Reproduce the entries below word for word, starting at the first line and ending at the line that contains "Query: dog's front paw", with both of those lines included.
━━━ TASK INPUTS ━━━
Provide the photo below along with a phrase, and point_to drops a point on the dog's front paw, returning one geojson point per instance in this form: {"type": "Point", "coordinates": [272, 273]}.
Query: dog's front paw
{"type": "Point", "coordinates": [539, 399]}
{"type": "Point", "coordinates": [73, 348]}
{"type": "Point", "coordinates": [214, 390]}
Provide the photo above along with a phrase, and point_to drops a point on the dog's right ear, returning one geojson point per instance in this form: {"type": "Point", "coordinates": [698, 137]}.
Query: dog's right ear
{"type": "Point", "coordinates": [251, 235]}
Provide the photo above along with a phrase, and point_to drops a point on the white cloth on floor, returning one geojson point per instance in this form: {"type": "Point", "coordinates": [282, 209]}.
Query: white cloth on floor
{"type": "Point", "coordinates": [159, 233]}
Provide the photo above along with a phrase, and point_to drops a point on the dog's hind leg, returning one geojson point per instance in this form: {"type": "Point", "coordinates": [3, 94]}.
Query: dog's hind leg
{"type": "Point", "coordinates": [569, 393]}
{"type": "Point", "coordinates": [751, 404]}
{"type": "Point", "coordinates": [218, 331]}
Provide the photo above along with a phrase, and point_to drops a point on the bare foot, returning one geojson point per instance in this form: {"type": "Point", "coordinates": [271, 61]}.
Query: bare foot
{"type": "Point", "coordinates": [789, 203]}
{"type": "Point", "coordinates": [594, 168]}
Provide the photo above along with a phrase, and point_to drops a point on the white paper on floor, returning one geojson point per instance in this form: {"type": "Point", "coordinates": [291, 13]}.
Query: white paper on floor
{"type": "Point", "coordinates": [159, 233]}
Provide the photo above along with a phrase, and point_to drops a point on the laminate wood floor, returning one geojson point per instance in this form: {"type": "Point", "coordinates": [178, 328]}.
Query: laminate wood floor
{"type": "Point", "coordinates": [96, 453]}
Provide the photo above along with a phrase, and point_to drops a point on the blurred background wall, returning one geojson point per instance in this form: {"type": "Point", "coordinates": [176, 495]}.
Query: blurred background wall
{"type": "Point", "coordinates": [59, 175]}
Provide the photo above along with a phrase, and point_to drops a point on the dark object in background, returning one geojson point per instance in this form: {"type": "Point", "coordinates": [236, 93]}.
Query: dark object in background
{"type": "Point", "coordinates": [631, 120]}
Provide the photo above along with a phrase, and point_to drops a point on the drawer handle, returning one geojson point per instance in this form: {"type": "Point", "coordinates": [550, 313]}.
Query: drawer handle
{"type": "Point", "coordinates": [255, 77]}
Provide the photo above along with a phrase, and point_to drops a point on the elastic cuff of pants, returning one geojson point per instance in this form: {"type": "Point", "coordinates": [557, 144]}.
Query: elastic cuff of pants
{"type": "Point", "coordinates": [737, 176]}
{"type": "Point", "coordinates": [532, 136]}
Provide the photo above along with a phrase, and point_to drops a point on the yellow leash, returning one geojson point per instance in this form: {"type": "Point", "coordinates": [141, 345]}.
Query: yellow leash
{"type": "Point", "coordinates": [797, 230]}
━━━
COMPLETE OUTPUT:
Provide the photo below along with a phrase, and point_to drops a point on the dog's front paw, returning one geojson point per instance in this form: {"type": "Point", "coordinates": [272, 273]}.
Query: dog's front paw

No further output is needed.